SOURCE RECORDS:
-- Opening Marker --

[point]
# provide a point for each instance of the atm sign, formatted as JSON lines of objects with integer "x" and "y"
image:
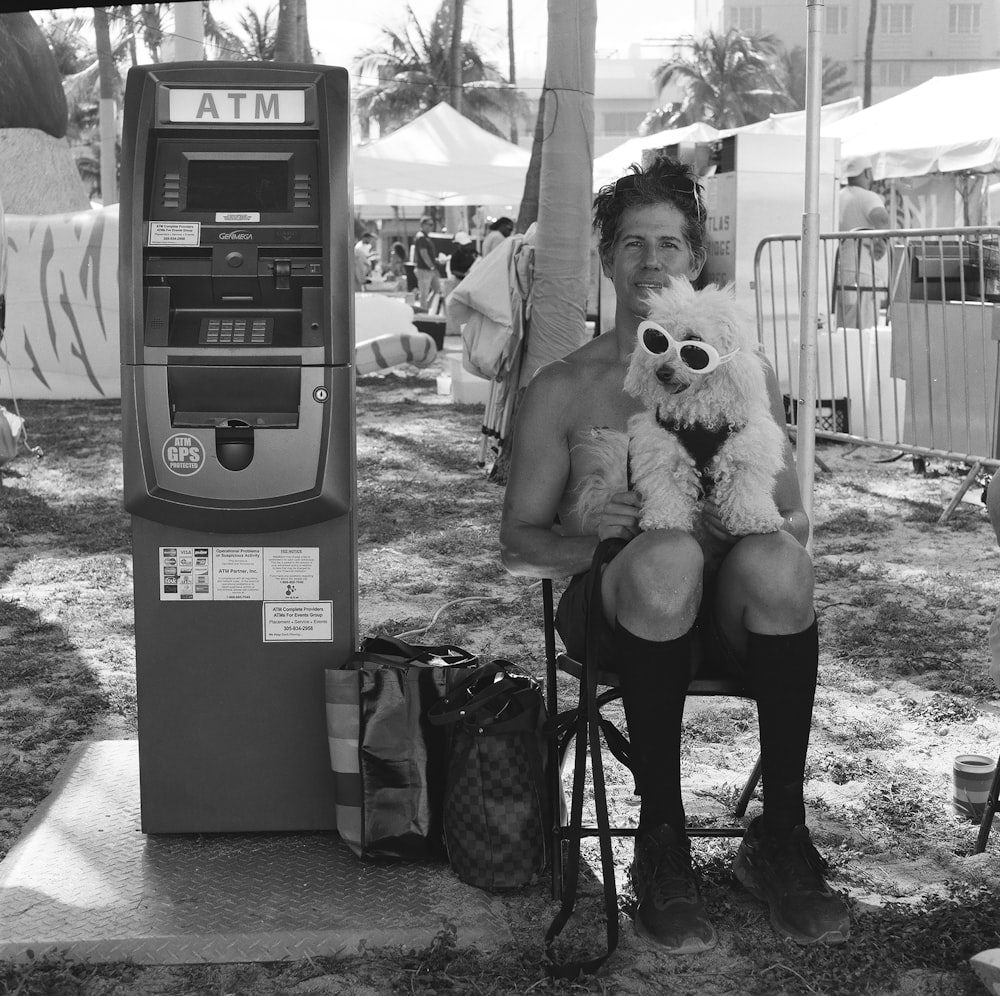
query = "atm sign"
{"x": 237, "y": 105}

-- Closing Marker --

WHAT TO DO: Pictures in the records are to be left out; repeat everything else exactly.

TASK RESPONSE:
[point]
# provide a point for each instance of the atm sign, formatted as JSON lines of objects with integer "x" and "y"
image:
query = "atm sign"
{"x": 237, "y": 105}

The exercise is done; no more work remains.